• _Dataset extract_
------------------------------------------------------------

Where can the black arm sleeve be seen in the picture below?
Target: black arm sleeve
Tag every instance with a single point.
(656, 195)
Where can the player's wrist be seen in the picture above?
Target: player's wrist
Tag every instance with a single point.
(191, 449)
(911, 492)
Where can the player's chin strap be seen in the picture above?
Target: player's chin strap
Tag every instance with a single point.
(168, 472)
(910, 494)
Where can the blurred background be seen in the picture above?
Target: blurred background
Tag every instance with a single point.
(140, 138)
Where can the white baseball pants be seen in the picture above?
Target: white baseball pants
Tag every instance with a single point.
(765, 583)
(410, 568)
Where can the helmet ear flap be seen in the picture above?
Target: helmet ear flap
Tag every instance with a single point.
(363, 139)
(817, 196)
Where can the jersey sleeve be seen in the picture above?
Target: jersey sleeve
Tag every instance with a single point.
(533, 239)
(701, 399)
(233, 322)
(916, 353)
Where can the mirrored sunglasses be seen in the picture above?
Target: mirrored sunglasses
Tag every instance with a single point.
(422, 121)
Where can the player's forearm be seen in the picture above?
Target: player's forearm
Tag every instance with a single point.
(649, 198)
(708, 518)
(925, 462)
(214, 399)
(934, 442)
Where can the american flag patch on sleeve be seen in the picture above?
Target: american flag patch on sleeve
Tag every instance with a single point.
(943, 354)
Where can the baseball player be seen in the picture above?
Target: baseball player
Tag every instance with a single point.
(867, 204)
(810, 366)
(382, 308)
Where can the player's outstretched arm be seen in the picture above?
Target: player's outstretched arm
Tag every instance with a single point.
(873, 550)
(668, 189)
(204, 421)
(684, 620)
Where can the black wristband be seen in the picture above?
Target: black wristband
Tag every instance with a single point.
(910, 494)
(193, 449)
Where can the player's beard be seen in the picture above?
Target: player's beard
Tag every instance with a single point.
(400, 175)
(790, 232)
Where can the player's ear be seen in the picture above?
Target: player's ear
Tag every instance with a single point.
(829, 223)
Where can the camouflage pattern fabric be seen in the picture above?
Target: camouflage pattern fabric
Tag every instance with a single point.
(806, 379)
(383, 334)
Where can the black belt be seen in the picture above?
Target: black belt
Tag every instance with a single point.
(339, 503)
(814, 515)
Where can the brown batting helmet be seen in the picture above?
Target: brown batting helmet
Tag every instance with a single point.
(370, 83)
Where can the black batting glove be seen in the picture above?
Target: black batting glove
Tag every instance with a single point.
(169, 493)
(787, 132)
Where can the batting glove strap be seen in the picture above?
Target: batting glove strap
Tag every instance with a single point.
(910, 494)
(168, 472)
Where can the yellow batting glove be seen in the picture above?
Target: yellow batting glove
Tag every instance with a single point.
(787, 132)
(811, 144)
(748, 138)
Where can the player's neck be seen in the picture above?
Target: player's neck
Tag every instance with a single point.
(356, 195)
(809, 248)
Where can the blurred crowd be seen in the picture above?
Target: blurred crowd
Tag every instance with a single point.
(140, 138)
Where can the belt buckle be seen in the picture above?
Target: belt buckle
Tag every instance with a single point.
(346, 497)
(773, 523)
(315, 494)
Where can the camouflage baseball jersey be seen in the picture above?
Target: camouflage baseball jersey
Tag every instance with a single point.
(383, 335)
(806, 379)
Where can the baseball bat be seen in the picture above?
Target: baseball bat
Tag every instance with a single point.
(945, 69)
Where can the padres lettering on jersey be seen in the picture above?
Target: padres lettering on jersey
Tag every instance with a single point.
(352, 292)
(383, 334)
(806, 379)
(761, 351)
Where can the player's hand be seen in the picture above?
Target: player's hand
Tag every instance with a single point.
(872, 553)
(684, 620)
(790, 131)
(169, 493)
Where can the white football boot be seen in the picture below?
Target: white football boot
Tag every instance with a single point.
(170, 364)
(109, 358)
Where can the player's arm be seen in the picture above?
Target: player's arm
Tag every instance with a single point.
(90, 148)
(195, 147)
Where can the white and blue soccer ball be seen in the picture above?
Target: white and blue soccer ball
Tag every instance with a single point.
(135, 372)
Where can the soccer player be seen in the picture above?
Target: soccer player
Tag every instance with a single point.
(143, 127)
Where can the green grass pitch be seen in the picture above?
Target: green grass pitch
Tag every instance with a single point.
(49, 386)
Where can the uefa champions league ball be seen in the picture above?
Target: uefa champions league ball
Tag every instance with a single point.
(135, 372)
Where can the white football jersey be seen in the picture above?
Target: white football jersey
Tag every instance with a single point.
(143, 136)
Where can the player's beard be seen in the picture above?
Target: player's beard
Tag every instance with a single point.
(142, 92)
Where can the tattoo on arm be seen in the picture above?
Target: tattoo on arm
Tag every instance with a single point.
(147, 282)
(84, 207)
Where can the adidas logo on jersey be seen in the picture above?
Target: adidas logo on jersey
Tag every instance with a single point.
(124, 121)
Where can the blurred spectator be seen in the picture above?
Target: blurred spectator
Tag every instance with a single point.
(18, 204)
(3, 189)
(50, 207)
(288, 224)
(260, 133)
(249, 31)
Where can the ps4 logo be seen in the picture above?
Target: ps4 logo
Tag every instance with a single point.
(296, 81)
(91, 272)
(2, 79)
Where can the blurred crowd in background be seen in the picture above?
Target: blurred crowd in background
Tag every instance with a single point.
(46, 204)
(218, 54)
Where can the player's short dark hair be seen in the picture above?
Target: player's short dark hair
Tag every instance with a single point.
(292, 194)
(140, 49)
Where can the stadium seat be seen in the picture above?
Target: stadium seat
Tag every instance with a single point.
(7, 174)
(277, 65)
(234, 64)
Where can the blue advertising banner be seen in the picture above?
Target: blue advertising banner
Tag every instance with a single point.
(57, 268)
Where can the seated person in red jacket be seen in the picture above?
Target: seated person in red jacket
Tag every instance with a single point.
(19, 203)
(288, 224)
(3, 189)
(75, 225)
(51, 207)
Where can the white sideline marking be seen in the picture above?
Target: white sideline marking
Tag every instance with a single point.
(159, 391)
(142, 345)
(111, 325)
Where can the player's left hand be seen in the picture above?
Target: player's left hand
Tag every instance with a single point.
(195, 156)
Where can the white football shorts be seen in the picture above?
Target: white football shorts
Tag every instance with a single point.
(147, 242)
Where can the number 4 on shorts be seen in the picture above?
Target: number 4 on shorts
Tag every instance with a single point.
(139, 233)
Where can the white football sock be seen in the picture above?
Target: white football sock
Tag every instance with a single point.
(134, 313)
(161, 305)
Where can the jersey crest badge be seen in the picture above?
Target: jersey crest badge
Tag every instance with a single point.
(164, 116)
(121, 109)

------------------------------------------------------------

• _Your instructions_
Present every line from the one containing "Where can the blue" through the end of the items as a numbered list, including that first line and omitting any blank lines.

• _Worked solution_
1. Where can the blue advertising banner be seen in the picture above?
2. Target: blue advertising banner
3. Tag every instance with a single point.
4. (57, 268)
5. Where can the seated person in red jacket be seen in the picture above?
6. Target: seated person in red jacket
7. Tag every instance with a single point.
8. (19, 203)
9. (288, 224)
10. (3, 189)
11. (75, 225)
12. (51, 207)
13. Where can the white sideline marking be seen in the picture above?
14. Target: white sideline marking
15. Tag every instance with a single point.
16. (159, 391)
17. (142, 345)
18. (111, 325)
19. Where can the player's left hand be seen in the picture above?
20. Target: player's left hand
21. Tag every instance with a single point.
22. (195, 156)
23. Where can the white football shorts be seen in the picture above?
24. Target: white football shorts
25. Tag every instance with a single point.
26. (147, 242)
27. Where can the number 4 on shorts be seen in the picture above?
28. Target: number 4 on shorts
29. Tag every instance with a single point.
30. (139, 233)
31. Where can the white football sock be seen in the picture above?
32. Target: white football sock
33. Tag every instance with a single point.
34. (134, 313)
35. (161, 305)
36. Where can the jersey crest badge be seen in the picture above?
37. Target: jersey crest badge
38. Tag every instance with a single point.
39. (164, 116)
40. (121, 109)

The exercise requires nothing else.